▶ Given exercise
Report how many lines in the material below contain the string "sample", with case counting, and reply with the number alone.

▶ Information shown
___
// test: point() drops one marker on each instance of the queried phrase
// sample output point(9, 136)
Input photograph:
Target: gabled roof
___
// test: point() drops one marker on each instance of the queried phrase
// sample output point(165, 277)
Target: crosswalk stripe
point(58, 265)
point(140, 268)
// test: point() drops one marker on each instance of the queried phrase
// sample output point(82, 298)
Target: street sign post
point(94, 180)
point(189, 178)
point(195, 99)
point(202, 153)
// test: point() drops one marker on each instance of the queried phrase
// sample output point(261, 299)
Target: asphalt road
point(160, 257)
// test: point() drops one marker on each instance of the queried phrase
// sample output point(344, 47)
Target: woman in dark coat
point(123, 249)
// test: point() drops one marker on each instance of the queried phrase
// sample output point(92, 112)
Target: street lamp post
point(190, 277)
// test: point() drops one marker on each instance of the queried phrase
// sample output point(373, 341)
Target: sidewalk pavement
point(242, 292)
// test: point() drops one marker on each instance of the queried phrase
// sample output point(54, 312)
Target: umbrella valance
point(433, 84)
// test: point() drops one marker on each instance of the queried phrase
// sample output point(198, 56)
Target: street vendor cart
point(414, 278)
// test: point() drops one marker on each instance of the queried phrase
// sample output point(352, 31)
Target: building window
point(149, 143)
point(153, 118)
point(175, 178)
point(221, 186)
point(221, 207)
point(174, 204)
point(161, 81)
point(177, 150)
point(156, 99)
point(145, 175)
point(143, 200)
___
▶ Complete answer
10